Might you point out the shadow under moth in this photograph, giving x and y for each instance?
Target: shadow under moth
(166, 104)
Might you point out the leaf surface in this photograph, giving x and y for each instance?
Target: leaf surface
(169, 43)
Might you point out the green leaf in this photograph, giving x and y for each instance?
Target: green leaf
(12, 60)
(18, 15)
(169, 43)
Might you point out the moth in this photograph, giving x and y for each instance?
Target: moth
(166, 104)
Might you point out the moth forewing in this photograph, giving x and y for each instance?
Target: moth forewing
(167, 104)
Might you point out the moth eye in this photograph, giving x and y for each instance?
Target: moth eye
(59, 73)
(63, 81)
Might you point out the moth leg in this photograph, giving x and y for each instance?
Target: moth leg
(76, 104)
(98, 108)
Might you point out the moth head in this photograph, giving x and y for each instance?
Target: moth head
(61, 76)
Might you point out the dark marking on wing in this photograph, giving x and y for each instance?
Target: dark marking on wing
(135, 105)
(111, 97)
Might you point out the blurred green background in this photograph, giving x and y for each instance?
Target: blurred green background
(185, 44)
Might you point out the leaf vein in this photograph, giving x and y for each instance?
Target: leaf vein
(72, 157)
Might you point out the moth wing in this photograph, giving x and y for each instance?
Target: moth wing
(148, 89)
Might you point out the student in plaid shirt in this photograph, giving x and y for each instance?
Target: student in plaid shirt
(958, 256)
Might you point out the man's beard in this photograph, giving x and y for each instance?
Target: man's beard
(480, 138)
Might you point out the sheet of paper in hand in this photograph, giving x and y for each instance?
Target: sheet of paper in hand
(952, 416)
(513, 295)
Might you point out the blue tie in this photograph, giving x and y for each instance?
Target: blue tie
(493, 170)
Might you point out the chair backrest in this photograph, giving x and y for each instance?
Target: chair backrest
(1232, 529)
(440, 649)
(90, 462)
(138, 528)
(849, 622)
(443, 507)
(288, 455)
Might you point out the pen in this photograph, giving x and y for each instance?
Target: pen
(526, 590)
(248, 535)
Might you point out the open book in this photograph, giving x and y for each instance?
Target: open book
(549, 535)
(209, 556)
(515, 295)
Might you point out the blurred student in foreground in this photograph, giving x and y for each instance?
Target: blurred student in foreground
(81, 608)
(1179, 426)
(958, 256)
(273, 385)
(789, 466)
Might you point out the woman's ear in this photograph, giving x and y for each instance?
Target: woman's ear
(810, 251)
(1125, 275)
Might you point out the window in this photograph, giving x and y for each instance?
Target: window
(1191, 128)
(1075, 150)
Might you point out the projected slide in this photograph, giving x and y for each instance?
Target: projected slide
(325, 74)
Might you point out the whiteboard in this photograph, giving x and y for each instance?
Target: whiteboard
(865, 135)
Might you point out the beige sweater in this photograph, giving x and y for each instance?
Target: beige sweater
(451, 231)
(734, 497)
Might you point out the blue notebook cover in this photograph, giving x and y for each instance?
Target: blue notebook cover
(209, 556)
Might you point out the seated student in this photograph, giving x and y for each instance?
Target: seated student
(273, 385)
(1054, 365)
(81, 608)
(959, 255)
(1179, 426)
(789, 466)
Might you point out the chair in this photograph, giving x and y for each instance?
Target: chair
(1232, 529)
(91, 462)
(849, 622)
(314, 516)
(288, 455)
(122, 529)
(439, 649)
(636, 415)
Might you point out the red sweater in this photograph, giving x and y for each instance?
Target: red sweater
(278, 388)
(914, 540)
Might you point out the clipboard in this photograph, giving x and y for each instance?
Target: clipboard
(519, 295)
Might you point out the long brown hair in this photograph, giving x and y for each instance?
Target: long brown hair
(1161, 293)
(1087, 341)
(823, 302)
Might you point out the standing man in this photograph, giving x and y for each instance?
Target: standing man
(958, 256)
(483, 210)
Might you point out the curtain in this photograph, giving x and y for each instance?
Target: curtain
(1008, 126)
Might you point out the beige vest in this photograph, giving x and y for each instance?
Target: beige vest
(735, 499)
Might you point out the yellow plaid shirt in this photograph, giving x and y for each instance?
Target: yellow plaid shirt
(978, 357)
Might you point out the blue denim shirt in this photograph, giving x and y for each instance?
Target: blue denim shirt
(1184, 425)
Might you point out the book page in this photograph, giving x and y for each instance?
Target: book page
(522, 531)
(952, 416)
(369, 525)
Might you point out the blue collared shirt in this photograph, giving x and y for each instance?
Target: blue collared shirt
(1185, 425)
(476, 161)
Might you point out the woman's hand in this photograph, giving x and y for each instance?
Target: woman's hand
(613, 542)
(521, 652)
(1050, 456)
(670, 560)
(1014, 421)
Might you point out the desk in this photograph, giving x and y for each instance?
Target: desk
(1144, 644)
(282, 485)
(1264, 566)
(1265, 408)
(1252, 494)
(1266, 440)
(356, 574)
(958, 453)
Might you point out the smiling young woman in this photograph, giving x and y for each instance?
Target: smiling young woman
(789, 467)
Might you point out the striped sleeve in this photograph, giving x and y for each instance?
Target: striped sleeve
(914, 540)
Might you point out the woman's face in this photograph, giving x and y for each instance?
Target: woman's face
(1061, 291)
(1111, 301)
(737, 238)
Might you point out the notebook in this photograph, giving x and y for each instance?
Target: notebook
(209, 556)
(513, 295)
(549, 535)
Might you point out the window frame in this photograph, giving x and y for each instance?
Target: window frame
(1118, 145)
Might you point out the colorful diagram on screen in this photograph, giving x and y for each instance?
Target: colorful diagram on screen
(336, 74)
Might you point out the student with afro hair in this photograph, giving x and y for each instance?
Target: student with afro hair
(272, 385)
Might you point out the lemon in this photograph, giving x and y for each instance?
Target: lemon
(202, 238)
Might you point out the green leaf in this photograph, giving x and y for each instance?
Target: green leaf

TASK DIRECTIONS
Only an exact copy of the entries above will do.

SOLUTION BELOW
Might you point out the shadow under moth in this photograph, giving x and y for each instance?
Target: shadow under moth
(166, 104)
Might you point out the leaf surface in this photograph, giving x and y for each instance?
Target: leaf surface
(169, 43)
Might you point out the green leaf in this photograph, giving x and y for each instance?
Target: green leaf
(12, 60)
(18, 15)
(169, 43)
Might you point out the moth in this photograph, giving x and y for each instance?
Target: moth
(166, 104)
Might you point out the moth forewing in this photograph, giving x and y for each instance?
Target: moth forewing
(167, 104)
Might you point out the moth eye in this photograph, giving x and y for each instance?
Target: moth eye
(59, 73)
(63, 81)
Might you point out the moth leg in this photograph, giving x and y for each instance?
Target: moth leg
(76, 104)
(98, 108)
Might you point out the moth head in this photograph, giving x and y for each instance?
Target: moth head
(61, 76)
Might you point out the dark marking on wing in this photograph, giving x and y for each instance?
Target: dark marking on wing
(135, 105)
(111, 97)
Might you point out the blurred green background in this photograph, giving x and y for each instance?
Target: blurred green background
(185, 44)
Might you point out the leaf vein in this photograph, giving x and y for each instance?
Target: leaf vein
(72, 157)
Might you point out the moth wing in this photograph, giving x and y for each instance?
Target: moth wing
(148, 89)
Might you point out the student in plaid shirt in this photograph, giving x and y for each instance?
Target: student in plaid shirt
(958, 256)
Might you point out the man's beard in this photograph, giving x and y for each instance?
Target: man's beard
(480, 138)
Might you point out the sheet of paper in hand in this photograph, giving x and y for each instance?
Target: sheet of paper in hand
(952, 416)
(513, 295)
Might you point out the blue tie in this photograph, giving x and y for each instance?
Target: blue tie
(493, 170)
Might you point out the chair backrest in this photograph, giving x and y for each instance?
Target: chair backrest
(1232, 529)
(440, 649)
(90, 462)
(138, 528)
(849, 622)
(443, 507)
(288, 455)
Might you point out the pen in this photograph, giving x and y for each instance?
Target: pen
(526, 590)
(248, 535)
Might you point out the open book in this photograph, giving x and y for each instance?
Target: open book
(549, 535)
(209, 556)
(515, 295)
Might you point out the blurred student in foreground in this photograph, giving x and y for each instance?
Target: blurred student in foreground
(81, 608)
(1179, 426)
(958, 256)
(273, 385)
(789, 466)
Might you point out the woman's ear in this photograph, giving x and y for each instance?
Target: woman's ear
(810, 251)
(1125, 275)
Might you point out the window in this photograph, giving x and y for each instance?
Target: window
(1191, 128)
(1075, 150)
Might you point out the projected slide in this photograph, giving x and y for each instance?
Target: projected slide
(325, 74)
Might you point out the whiteboard in this photograph, giving x and y for each instance?
Target: whiteboard
(865, 135)
Might you point out the beige sweater in this photograph, giving x and y for each instance?
Target: beige sweater
(451, 231)
(734, 497)
Might you point out the blue notebook cover in this photograph, giving x and y for each instance?
Target: blue notebook cover
(209, 556)
Might you point out the seated student in this photograph, giving x and y for each instance?
Target: seated student
(273, 385)
(1054, 365)
(81, 608)
(959, 255)
(1179, 426)
(789, 466)
Might you point out the chair in this photograph, giving x and y for each instance?
Target: chair
(1232, 529)
(91, 462)
(849, 622)
(314, 516)
(288, 455)
(122, 529)
(439, 649)
(636, 415)
Might you point out the red sweater in this photograph, giving x and y for each instance?
Target: red sweater
(278, 388)
(914, 540)
Might you point out the clipboard in this photograph, giving x and y for each instance?
Target: clipboard
(519, 295)
Might you point out the long brown hair in this photograph, giving x and y for each instance?
Target: long brown hair
(1161, 293)
(1087, 341)
(823, 302)
Might you point out the standing man in this photograph, giving x and y for each instance?
Target: standing man
(958, 256)
(483, 210)
Might you point out the curtain in this photograph, giving x and y for each instance?
Target: curtain
(1008, 126)
Might you point out the beige vest in this photograph, giving x and y for each instance?
Target: beige vest
(735, 499)
Might you point out the yellow plaid shirt in this photograph, giving x and y for each instance?
Target: yellow plaid shirt
(978, 357)
Might you point out the blue denim shirt in this photograph, giving x and y for each instance?
Target: blue denim shirt
(1184, 425)
Might you point out the book page in this photograph, giving x and y for each instance?
Target: book page
(522, 531)
(952, 416)
(369, 525)
Might you point out the blue collared shirt in this photograph, giving x and y for each instance?
Target: blue collared shirt
(1185, 425)
(476, 161)
Might you point out the woman's hand in this photograph, giving x and y for each instance?
Target: woman's hand
(613, 542)
(521, 652)
(1050, 456)
(670, 560)
(1014, 421)
Might you point out the desk in this photograph, giving x and y for each instance?
Target: desk
(1144, 644)
(282, 485)
(1264, 566)
(1265, 408)
(1252, 494)
(1266, 440)
(356, 574)
(958, 453)
Might you point out the smiling young woman in this photograph, giving x and y for each instance?
Target: smiling young woman
(789, 467)
Might you point out the striped sleeve in this photograph, giving x and y for each instance?
Target: striped sleeve
(914, 540)
Might you point out the woman's face in this photograph, giving x and y for each instance?
Target: woman's face
(1061, 291)
(1111, 301)
(737, 238)
Might you point out the notebook in this photograph, giving x and y for each instance?
Target: notebook
(209, 556)
(513, 295)
(549, 535)
Might you point out the window frame in this photograph, giving x and y for each instance?
Target: window frame
(1118, 145)
Might you point out the colorful diagram on screen in this photograph, giving x and y for each instance?
Target: colorful diagram on screen
(336, 74)
Might you point out the student with afro hair in this photograph, giving x and y for each instance?
Target: student with afro hair
(272, 385)
Might you point out the lemon in this photograph, giving x and y for each instance?
Target: lemon
(202, 238)
Might you point out the green leaf in this photograph, giving x and y for each instance?
Target: green leaf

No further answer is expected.